## Action item
Will you quote all of the entries, word for word?

## Data shown
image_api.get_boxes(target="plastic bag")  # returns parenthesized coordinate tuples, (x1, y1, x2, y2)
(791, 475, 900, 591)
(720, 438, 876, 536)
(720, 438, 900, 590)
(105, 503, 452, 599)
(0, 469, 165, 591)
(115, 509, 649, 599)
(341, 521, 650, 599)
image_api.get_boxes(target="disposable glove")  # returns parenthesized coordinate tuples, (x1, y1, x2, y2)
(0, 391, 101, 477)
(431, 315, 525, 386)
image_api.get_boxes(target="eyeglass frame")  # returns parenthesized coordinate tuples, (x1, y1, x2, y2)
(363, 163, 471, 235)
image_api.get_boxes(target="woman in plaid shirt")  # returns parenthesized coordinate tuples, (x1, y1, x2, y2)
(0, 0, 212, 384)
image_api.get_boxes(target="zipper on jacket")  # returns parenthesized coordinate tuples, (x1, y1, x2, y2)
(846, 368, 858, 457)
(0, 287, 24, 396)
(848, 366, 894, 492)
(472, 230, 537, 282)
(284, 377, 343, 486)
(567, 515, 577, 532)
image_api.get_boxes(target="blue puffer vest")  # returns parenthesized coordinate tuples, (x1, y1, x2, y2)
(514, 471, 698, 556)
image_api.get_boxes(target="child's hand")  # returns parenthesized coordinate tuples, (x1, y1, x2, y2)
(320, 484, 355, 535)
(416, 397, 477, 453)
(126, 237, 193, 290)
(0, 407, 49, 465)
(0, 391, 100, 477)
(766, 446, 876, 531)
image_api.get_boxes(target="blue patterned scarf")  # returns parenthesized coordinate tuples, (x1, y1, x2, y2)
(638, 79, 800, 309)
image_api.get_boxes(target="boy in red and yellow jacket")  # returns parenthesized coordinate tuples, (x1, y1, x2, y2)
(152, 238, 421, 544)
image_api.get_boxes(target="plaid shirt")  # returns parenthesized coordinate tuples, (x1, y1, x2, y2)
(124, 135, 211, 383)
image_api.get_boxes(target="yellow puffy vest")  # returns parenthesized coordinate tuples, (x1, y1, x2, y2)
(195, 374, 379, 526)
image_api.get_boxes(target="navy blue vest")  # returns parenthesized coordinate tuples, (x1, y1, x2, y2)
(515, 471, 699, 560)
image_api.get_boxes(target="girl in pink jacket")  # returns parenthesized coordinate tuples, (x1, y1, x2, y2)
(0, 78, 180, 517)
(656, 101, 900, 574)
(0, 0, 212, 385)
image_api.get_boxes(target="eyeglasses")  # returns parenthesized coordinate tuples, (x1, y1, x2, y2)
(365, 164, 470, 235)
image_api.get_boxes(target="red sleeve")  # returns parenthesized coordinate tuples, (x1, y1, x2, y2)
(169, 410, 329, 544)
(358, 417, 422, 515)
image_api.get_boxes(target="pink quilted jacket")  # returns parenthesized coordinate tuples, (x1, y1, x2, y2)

## Response
image_api.get_boxes(target="plastic bag")  # returns parenthesized coordinate tuples, (x1, y1, x2, y2)
(791, 475, 900, 591)
(720, 438, 876, 536)
(720, 438, 900, 590)
(105, 503, 452, 599)
(0, 469, 165, 591)
(115, 509, 649, 599)
(341, 521, 650, 599)
image_api.get_boxes(target="disposable glove")  # returns parenthesized coordinate tuples, (x1, y1, x2, y2)
(0, 391, 101, 477)
(431, 315, 525, 386)
image_api.get_boxes(target="eyeglass frame")  # returns parenthesized coordinate tuples, (x1, y1, x2, y2)
(363, 163, 471, 235)
image_api.get_boxes(target="woman in plaid shirt")  # returns parenthesized coordinate tuples, (x1, y1, x2, y2)
(0, 0, 212, 384)
image_api.get_boxes(target="zipper on jacket")  # returns parenthesized coordinate tuples, (x1, y1, x2, y2)
(846, 368, 858, 457)
(0, 287, 24, 396)
(848, 366, 894, 492)
(472, 230, 537, 282)
(284, 377, 343, 486)
(567, 515, 577, 532)
image_api.get_boxes(target="blue puffer vest")  # returns parenthesized coordinate tuples, (x1, y1, x2, y2)
(514, 471, 698, 556)
image_api.get_boxes(target="child's hand")  # returns parenthesized coordinate tuples, (x1, y1, x2, y2)
(320, 484, 355, 535)
(416, 397, 477, 453)
(126, 237, 193, 290)
(0, 407, 49, 465)
(0, 391, 100, 477)
(766, 446, 876, 531)
image_api.get_boxes(target="blue patterned scarf")  # returns parenthesized coordinate tuples, (x1, y1, x2, y2)
(638, 79, 800, 309)
image_api.get_boxes(target="boy in red and yellow jacket")  # returns parenthesized coordinate tuples, (x1, y1, x2, y2)
(152, 238, 421, 544)
image_api.get_boxes(target="plaid shirt")  # returns parenthesized coordinate tuples, (x1, y1, x2, y2)
(124, 135, 211, 383)
image_api.get_boxes(target="yellow puffy vest")  # returns parenthesized coordinate tuples, (x1, y1, x2, y2)
(195, 374, 379, 526)
image_api.get_boxes(target="navy blue vest")  # returns parenthesized coordinate tuples, (x1, y1, x2, y2)
(515, 471, 699, 560)
image_api.get_boxes(target="girl in pink jacket")  # returns parenthesized coordinate tuples, (x1, y1, x2, y2)
(0, 78, 180, 517)
(656, 101, 900, 574)
(0, 0, 212, 385)
image_api.get_boxes(target="eyeglasses")  # returns parenthesized coordinate tuples, (x1, y1, x2, y2)
(365, 164, 470, 235)
image_api.get_boxes(target="red sleeve")  # returns parenthesized coordinate tuples, (x1, y1, x2, y2)
(169, 410, 329, 544)
(358, 417, 422, 515)
image_api.get_boxes(target="pink quilted jacket")  # returns parenthesized coordinate tuples, (x1, y1, x2, y2)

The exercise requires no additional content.